- EXERCISE INSTRUCTIONS -
Show every line of the records below that contains the word "green", copying each such line in full. Case counts.

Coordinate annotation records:
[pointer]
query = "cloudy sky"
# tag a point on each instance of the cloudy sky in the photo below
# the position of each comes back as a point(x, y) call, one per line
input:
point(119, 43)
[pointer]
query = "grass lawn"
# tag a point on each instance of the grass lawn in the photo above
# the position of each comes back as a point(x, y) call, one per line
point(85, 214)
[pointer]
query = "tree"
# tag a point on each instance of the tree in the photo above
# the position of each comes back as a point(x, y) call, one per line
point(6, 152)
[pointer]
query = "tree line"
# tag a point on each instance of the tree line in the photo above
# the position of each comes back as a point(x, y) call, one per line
* * *
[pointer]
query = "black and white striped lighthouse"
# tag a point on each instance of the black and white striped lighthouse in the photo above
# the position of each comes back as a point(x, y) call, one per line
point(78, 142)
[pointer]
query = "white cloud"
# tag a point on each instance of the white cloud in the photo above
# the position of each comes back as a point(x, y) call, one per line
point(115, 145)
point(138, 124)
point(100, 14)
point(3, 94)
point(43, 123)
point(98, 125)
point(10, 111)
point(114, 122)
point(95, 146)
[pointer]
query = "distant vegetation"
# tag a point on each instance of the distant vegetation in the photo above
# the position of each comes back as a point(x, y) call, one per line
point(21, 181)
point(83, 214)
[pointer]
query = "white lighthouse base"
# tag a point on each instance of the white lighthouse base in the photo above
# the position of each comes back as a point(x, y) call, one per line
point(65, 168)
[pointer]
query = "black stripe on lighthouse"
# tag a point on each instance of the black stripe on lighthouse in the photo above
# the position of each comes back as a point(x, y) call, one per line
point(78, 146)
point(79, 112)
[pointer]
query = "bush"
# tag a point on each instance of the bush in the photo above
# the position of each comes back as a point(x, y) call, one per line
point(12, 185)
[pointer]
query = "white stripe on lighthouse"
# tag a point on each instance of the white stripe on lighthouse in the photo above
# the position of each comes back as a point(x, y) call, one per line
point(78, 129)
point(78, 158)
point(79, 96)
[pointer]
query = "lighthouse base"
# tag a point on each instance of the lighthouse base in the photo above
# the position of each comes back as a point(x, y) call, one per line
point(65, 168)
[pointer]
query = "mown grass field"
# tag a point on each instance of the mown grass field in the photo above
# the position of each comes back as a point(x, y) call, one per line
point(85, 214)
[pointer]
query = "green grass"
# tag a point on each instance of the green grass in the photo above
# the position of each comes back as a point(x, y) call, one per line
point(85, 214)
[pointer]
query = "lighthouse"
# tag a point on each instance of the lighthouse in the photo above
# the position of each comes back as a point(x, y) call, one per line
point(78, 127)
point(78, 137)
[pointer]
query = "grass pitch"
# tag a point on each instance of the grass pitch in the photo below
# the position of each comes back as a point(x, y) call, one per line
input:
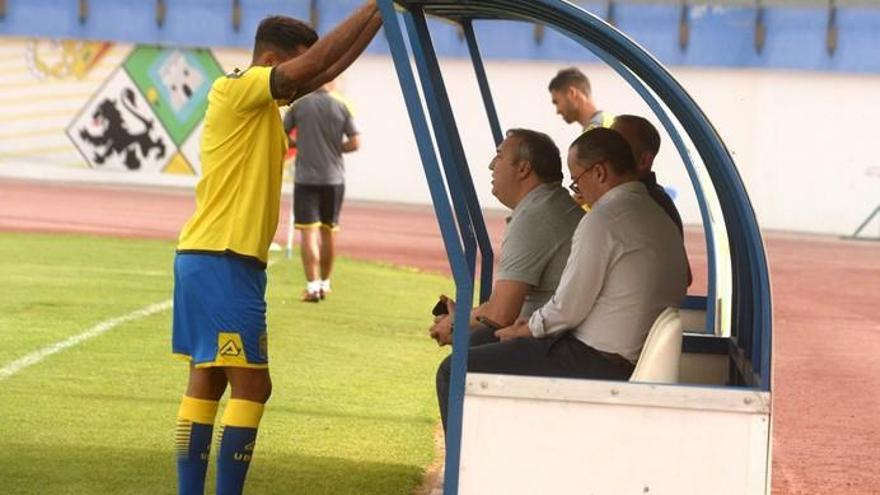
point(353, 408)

- RESPONSE -
query = "green grass"
# tag a point on each instance of the green grass in the photo above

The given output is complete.